### Entries

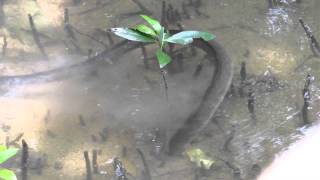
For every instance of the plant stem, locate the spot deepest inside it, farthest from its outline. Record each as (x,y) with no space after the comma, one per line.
(36,37)
(165,84)
(4,46)
(88,166)
(24,160)
(94,161)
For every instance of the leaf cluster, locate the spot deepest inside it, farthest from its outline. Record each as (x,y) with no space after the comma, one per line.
(5,154)
(157,34)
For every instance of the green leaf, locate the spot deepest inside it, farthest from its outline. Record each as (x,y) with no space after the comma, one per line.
(154,23)
(131,34)
(6,174)
(163,58)
(162,37)
(2,147)
(7,154)
(145,29)
(186,37)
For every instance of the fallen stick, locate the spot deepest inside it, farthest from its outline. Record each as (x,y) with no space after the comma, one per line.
(36,37)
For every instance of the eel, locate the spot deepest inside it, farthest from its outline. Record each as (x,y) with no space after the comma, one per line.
(214,95)
(195,123)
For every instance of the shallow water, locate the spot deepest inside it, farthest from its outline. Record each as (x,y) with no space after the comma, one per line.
(120,95)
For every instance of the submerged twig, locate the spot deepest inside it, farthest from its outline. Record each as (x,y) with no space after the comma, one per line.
(185,11)
(24,160)
(15,141)
(314,45)
(88,166)
(120,171)
(146,175)
(89,36)
(165,84)
(94,161)
(228,141)
(67,26)
(36,37)
(145,57)
(306,100)
(251,102)
(4,46)
(243,77)
(163,15)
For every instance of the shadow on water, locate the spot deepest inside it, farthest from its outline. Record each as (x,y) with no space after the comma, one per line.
(115,105)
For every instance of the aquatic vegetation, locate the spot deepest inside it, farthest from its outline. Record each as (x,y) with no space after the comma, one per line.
(158,34)
(5,154)
(199,158)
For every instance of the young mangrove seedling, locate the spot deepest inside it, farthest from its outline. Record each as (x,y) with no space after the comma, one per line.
(158,34)
(5,154)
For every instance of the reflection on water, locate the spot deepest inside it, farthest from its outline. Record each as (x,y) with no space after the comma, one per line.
(116,105)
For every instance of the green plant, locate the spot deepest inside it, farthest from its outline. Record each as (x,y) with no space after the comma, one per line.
(5,154)
(158,34)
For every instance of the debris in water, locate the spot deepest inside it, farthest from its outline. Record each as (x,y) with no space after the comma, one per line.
(119,170)
(94,161)
(4,46)
(314,45)
(197,156)
(24,160)
(81,121)
(36,37)
(146,175)
(88,166)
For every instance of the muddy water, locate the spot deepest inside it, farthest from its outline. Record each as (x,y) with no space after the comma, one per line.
(118,103)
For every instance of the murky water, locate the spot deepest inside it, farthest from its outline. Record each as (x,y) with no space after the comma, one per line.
(115,106)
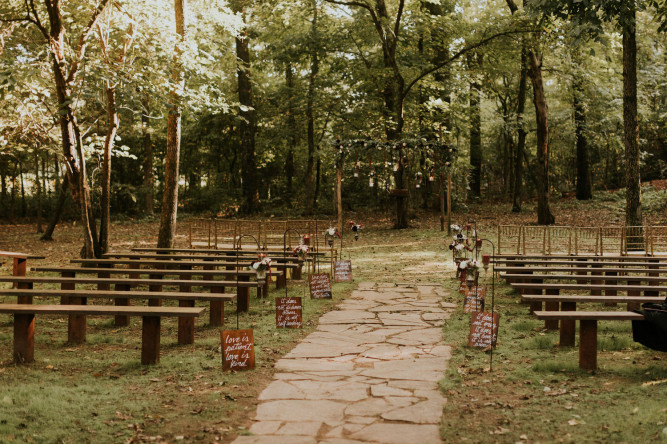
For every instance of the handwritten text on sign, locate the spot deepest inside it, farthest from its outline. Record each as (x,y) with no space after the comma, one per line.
(289,313)
(343,271)
(238,350)
(320,286)
(483,329)
(474,300)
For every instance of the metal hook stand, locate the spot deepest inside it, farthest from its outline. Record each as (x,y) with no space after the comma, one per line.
(493,294)
(285,252)
(237,247)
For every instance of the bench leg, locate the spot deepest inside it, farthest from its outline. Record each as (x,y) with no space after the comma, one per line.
(76,332)
(150,340)
(121,320)
(588,344)
(281,280)
(567,327)
(24,338)
(186,326)
(552,306)
(535,305)
(634,293)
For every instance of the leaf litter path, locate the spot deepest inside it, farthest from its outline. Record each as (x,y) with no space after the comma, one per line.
(369,373)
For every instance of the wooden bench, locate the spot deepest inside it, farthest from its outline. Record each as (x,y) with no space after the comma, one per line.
(24,324)
(588,329)
(281,264)
(232,269)
(77,323)
(569,303)
(155,286)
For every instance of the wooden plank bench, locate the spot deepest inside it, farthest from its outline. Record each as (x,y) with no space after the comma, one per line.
(155,285)
(232,269)
(229,262)
(569,303)
(77,324)
(588,329)
(24,324)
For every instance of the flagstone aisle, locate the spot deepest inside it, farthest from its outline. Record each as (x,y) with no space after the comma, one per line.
(368,373)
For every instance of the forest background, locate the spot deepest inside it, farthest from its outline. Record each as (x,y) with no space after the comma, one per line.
(233,109)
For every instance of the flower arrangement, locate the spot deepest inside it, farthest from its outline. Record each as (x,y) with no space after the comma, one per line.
(330,234)
(301,251)
(356,228)
(261,266)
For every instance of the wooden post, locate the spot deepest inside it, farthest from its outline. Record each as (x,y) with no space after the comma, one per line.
(217,309)
(76,331)
(150,340)
(552,324)
(24,338)
(243,295)
(588,344)
(442,202)
(567,327)
(449,203)
(339,191)
(186,325)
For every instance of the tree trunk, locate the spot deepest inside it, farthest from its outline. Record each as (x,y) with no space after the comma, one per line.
(633,208)
(292,131)
(584,186)
(148,156)
(168,215)
(57,211)
(70,134)
(517,190)
(310,109)
(105,216)
(247,127)
(38,189)
(475,127)
(544,216)
(24,208)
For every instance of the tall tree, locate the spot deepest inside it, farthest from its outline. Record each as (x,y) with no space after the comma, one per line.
(167,230)
(544,215)
(584,184)
(247,126)
(65,65)
(475,110)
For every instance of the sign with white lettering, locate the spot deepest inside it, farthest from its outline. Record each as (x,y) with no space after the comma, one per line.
(289,313)
(238,350)
(474,300)
(483,329)
(320,286)
(343,271)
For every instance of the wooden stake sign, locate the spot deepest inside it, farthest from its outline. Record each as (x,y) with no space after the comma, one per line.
(343,271)
(474,300)
(320,286)
(483,329)
(289,313)
(238,350)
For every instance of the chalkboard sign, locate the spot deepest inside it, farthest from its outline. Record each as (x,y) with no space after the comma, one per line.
(289,313)
(483,329)
(320,286)
(474,300)
(238,350)
(343,271)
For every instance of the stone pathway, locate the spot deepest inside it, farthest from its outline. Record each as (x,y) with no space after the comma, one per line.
(369,373)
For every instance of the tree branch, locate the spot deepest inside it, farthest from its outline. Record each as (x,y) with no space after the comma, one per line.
(399,14)
(460,53)
(81,46)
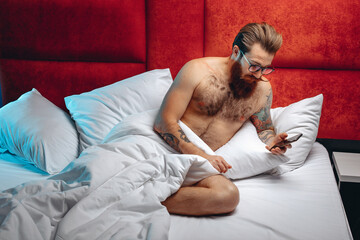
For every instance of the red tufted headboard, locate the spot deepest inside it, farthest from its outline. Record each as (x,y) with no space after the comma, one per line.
(63,47)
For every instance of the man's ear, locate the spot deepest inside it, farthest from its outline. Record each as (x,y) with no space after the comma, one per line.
(235,55)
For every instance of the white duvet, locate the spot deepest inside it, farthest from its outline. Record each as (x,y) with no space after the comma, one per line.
(112,191)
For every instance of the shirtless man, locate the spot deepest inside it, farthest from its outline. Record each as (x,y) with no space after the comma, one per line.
(214,96)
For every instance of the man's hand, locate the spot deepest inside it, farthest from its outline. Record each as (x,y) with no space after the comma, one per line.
(278,138)
(218,163)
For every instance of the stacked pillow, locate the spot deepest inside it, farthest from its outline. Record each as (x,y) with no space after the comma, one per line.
(97,112)
(34,128)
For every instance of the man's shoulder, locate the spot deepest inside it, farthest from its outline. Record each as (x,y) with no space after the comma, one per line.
(194,69)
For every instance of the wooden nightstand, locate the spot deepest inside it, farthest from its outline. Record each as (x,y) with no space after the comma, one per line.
(347,167)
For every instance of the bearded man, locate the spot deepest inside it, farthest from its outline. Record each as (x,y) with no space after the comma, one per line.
(214,96)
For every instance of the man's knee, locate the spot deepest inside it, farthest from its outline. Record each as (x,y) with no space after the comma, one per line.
(229,197)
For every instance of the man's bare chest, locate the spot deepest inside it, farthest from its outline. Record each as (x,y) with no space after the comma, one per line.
(214,97)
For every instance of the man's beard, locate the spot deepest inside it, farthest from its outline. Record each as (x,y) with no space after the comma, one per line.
(241,86)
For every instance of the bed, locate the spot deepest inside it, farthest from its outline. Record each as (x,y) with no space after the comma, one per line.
(82,82)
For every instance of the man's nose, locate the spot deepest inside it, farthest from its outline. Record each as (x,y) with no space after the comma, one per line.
(257,74)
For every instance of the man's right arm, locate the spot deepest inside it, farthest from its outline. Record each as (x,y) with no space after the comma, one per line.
(172,109)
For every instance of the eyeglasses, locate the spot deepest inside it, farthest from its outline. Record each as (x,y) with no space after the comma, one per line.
(256,68)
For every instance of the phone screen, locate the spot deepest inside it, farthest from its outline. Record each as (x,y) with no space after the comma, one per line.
(288,141)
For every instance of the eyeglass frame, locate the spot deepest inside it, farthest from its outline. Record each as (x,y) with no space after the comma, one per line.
(260,67)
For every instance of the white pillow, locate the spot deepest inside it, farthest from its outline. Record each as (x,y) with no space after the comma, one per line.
(300,117)
(34,128)
(245,152)
(97,112)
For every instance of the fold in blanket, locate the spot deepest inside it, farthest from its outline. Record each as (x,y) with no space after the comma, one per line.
(113,190)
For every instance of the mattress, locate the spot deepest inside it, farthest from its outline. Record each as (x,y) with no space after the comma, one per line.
(302,204)
(16,170)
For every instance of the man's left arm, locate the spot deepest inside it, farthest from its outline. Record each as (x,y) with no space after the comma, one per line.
(265,128)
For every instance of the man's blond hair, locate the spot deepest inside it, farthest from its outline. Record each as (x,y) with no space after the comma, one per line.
(261,33)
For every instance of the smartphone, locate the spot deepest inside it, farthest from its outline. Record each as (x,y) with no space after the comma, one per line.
(287,141)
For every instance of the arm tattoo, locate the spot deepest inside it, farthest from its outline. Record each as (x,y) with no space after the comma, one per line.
(262,119)
(266,135)
(183,136)
(171,140)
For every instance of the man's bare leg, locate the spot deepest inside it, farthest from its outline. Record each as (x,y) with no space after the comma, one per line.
(212,195)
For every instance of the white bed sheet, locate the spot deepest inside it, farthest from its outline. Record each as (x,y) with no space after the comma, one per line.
(302,204)
(15,170)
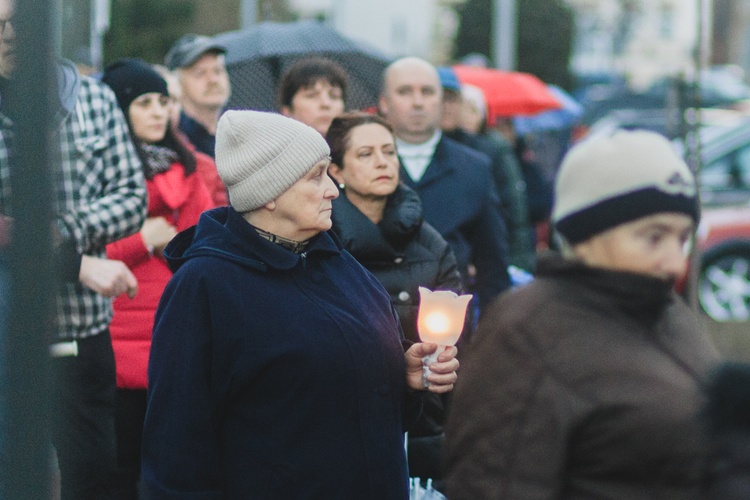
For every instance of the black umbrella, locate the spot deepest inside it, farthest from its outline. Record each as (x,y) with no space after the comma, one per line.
(257,57)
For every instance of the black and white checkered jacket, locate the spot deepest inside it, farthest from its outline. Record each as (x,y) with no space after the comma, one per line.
(100,195)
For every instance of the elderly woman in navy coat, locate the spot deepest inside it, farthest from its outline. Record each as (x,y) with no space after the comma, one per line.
(277,368)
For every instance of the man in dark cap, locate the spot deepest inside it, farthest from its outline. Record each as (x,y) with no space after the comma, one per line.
(199,64)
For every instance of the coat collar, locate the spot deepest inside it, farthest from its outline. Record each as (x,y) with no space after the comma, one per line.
(643,297)
(402,218)
(224,233)
(440,166)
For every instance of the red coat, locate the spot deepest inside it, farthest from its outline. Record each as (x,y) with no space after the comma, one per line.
(180,200)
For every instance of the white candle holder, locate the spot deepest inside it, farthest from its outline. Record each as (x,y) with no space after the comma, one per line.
(440,321)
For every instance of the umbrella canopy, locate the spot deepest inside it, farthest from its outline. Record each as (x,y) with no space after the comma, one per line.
(508,93)
(555,119)
(257,57)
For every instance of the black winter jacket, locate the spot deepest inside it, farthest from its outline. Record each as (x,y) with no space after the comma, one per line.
(402,251)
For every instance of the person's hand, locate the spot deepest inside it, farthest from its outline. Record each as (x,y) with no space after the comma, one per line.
(157,232)
(443,374)
(107,277)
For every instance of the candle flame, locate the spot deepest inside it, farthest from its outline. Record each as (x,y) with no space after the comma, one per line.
(437,322)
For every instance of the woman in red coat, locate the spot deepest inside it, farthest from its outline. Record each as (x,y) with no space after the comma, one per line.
(176,197)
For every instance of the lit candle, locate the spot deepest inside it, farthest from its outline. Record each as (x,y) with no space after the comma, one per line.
(440,321)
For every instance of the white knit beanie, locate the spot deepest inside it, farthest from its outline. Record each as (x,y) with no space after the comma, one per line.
(609,180)
(261,155)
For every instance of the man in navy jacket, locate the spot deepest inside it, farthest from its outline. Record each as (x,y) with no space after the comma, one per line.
(454,182)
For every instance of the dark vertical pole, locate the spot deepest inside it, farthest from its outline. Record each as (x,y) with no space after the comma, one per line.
(29,101)
(693,138)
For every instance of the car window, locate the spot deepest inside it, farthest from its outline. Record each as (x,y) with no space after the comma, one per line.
(717,175)
(743,167)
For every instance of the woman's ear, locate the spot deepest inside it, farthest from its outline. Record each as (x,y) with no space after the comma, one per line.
(335,172)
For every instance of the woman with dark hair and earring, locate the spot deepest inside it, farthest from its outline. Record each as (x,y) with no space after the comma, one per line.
(176,198)
(379,221)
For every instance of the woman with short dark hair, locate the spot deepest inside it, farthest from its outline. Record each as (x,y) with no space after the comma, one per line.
(313,91)
(379,220)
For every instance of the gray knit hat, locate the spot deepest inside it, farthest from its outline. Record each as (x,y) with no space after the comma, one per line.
(609,180)
(261,155)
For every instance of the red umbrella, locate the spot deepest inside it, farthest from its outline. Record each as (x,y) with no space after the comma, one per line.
(509,93)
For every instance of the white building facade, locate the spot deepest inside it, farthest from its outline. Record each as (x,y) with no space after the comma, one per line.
(422,28)
(640,39)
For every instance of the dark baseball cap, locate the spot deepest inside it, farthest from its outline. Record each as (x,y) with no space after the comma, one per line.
(189,48)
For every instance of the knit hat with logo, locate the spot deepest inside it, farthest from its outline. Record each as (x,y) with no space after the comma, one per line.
(608,180)
(260,155)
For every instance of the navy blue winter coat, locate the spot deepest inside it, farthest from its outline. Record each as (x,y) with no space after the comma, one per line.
(459,199)
(273,375)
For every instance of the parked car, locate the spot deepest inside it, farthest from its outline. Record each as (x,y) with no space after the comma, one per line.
(723,281)
(723,238)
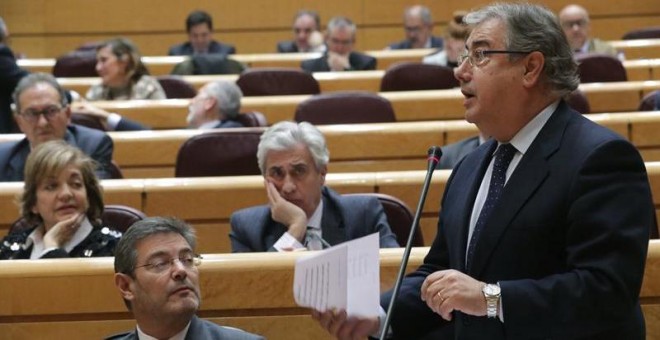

### Exercise requirements
Retype the rows from the line with "For every instance of the parked" through the end of the rows, leaving the pictures out.

### Full solution
For every instance of the parked car, locate the spot deepest inside it, farthest from its outline. Record each as (x,y) with no space after the comma, one per line.
(723,281)
(723,238)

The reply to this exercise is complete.